====== PASSAGE SHOWN

At Back to-School Time, Many SD Schools Struggling to Hire Teachers

August 24, 2007

In South Dakota, students and teachers are preparing for another school year. However, many districts are finding that a lack of adequate funding is making it difficult to recruit and retain teachers. Florence High School Superintendent Gary Leighton says the number of college students entering the teaching profession isn’t what it was ten years ago and low teacher pay is a key factor. He says it’s also tough for South Dakota schools to compete with higher salaries in neighboring states.

"Teaching is an excellent occupation, but it does have to bear some resemblance to what you pay to acquire your education to be a teacher. And everybody has bills to pay. They have to live. They want a certain standard. And we are especially deficient in the ability we have to compensate people."

South Dakota Education Association president Donna DeKraai says many South Dakota schools are still scrambling to fill positions for this school year. She says that salary is a key factor and the problem won’t get fixed unless lawmakers make education a top priority.

"At some point in time, our communities are going to have to understand if they’re going to keep the highly qualified teachers and educational support staff that, indeed, we’re going to have to address, not only the funding but the respect issue in our schools."

DeKraai says teacher retention has become a major concern for South Dakota.

"Even if they do go into education and come into our systems many of them will leave in the first five years. So, even if we get them into education we still have to work on retaining them once they go into the setting itself. It’s continually going to be a problem for us as we work through the next five to ten years, I’m sure."

DeKraai says the start of a new school year is exciting for both teachers and students, but as long as teacher pay remains low in South Dakota, keeping those teachers in the profession while ensuring a good education for children will be a continual challenge.

============

Duplicate the news item on South Dakota teacher hiring word for word, from "South Dakota Education" down to "a top priority.".

====== SUPPLIED RECORDS

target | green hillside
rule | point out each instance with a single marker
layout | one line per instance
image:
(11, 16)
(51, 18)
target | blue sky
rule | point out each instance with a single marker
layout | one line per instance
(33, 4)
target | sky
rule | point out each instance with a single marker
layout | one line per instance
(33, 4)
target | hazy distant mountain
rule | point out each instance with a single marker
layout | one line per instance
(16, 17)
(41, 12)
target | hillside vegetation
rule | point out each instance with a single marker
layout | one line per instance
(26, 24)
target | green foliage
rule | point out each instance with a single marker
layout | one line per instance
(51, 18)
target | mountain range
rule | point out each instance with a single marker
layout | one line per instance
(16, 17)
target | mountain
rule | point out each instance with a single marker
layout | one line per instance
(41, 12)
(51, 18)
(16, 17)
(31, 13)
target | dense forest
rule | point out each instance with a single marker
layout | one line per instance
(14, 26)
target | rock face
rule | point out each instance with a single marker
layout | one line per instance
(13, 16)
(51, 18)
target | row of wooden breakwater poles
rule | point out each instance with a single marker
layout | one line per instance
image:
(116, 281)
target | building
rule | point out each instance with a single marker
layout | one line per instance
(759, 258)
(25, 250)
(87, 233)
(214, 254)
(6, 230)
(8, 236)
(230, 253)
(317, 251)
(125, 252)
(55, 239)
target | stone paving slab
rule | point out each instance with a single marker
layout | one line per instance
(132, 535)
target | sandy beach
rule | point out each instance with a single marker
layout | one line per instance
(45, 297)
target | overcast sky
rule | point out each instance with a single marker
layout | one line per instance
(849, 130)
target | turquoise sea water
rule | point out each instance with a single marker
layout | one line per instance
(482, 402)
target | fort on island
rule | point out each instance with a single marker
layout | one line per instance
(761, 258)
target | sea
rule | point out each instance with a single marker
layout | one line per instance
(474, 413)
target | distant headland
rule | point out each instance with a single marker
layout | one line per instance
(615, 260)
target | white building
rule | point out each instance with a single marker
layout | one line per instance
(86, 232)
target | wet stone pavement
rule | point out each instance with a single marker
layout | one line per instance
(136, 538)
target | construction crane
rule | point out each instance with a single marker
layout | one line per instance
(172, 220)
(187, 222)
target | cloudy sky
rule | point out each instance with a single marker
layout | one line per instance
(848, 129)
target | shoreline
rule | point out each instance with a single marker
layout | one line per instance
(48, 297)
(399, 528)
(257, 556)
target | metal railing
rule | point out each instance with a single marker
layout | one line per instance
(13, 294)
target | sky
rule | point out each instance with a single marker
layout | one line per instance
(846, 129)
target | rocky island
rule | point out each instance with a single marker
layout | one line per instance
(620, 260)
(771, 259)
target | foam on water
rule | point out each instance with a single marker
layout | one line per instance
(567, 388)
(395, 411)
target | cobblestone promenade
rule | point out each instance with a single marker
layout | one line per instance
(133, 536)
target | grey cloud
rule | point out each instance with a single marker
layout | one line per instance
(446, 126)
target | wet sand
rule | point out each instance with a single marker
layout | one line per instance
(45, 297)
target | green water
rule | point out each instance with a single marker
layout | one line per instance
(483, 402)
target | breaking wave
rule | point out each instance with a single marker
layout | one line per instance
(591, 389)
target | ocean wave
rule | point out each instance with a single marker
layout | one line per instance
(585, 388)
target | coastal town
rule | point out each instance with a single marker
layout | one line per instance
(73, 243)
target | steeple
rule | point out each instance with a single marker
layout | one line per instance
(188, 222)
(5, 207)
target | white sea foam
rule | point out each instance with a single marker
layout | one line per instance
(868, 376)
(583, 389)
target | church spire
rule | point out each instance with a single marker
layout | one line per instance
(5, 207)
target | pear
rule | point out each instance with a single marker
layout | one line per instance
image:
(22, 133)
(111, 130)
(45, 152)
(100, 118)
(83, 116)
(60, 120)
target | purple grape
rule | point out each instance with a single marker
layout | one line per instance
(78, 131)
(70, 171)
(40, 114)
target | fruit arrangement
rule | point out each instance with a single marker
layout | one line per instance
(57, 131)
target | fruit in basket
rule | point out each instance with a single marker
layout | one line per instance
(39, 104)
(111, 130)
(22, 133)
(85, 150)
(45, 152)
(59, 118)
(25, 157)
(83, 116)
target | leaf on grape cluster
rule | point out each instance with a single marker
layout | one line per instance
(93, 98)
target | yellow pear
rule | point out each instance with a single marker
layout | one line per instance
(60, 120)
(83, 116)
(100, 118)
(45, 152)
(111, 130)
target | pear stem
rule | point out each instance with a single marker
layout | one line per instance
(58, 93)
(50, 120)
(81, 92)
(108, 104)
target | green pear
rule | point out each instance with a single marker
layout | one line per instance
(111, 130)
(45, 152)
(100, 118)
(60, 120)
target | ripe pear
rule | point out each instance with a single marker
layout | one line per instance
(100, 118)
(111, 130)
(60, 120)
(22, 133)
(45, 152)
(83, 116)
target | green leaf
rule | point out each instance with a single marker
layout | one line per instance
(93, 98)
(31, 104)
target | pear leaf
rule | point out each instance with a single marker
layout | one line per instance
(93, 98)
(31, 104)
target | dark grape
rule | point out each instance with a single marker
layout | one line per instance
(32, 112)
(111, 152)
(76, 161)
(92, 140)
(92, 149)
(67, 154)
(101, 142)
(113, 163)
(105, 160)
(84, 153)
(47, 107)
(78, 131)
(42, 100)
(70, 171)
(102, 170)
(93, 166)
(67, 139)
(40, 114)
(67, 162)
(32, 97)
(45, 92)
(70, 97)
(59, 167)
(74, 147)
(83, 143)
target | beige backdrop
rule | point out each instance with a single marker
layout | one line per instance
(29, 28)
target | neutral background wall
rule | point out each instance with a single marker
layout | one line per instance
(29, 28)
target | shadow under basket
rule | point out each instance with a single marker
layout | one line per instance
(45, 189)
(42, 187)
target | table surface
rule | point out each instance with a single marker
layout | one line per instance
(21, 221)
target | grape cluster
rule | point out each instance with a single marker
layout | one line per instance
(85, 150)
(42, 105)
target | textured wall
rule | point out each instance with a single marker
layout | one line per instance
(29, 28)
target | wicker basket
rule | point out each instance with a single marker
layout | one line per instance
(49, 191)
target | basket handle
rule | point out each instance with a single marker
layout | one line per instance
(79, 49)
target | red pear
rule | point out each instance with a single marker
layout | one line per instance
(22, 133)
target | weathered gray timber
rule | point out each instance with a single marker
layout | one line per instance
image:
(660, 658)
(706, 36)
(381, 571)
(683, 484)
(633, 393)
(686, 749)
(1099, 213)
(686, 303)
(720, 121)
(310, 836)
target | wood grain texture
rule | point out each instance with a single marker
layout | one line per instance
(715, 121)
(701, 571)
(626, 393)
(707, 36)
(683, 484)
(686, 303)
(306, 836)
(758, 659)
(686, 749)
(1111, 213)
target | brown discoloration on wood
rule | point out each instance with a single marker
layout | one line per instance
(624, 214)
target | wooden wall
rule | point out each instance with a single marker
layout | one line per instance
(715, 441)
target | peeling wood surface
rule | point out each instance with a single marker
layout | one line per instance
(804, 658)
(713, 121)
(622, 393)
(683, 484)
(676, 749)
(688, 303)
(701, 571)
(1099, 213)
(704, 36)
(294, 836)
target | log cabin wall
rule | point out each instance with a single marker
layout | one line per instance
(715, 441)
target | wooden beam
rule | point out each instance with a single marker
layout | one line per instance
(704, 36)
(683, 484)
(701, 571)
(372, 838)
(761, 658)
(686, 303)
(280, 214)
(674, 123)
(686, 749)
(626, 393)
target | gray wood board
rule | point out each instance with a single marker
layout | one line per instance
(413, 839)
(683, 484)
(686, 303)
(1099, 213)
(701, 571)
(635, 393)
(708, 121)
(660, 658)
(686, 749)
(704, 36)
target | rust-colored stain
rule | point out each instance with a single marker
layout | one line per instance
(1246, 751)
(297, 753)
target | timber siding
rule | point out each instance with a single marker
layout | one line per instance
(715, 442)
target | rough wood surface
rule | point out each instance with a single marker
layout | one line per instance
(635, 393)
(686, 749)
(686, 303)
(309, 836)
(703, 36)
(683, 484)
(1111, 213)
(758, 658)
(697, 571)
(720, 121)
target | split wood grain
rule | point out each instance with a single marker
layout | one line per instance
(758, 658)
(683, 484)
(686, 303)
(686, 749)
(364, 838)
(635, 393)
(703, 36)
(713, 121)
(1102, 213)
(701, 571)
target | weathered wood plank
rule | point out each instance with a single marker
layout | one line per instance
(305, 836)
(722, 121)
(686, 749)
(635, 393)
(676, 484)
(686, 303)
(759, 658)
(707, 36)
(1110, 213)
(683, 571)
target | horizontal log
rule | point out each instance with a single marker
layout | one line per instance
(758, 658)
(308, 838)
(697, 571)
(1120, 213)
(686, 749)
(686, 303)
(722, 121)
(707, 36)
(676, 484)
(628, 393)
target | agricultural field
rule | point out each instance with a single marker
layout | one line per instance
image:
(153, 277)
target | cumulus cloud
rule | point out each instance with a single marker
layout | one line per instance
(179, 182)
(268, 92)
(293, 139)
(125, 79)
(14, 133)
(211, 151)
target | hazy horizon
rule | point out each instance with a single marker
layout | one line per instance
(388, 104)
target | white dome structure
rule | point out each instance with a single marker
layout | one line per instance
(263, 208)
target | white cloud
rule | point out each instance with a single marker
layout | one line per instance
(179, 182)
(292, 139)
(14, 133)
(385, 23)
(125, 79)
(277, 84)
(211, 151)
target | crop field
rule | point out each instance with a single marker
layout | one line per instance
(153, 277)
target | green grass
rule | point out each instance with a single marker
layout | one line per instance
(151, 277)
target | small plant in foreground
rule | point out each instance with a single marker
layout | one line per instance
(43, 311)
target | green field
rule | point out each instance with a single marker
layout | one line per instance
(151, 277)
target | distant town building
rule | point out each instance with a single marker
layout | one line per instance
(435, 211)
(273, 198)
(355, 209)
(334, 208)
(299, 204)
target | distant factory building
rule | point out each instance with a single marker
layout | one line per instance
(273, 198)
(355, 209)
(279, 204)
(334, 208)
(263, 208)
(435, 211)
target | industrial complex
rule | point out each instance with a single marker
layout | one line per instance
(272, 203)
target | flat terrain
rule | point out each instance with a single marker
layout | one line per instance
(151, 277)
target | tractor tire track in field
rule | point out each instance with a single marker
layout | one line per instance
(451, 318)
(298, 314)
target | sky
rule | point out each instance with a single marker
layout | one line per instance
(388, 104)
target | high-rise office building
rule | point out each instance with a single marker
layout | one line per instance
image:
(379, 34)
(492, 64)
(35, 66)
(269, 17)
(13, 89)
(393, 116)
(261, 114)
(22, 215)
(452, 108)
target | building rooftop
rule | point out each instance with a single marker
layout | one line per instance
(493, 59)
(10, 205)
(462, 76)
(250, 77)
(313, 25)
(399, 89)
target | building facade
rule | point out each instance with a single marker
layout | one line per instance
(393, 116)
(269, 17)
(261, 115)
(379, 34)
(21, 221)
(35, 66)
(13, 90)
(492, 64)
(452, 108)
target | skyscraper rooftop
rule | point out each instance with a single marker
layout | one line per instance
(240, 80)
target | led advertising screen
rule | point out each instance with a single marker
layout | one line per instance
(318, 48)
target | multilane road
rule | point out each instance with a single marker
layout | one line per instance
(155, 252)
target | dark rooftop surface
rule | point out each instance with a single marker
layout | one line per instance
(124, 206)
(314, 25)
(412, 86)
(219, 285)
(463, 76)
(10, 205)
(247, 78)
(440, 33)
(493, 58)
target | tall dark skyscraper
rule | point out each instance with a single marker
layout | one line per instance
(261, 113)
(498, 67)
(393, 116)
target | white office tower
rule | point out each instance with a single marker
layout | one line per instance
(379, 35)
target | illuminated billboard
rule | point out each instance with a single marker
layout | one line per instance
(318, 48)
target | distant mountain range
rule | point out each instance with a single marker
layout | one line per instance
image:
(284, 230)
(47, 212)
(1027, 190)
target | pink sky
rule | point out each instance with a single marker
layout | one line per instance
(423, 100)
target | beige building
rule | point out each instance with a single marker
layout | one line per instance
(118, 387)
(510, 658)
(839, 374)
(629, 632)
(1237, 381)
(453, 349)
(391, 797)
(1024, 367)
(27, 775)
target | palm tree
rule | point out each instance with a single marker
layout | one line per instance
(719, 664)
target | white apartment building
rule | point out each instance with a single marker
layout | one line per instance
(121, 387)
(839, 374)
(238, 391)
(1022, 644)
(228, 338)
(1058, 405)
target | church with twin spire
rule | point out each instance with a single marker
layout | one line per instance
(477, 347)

============

#### [CORRECT ANSWER]
South Dakota Education Association president Donna DeKraai says many South Dakota schools are still scrambling to fill positions for this school year. She says that salary is a key factor and the problem won’t get fixed unless lawmakers make education a top priority.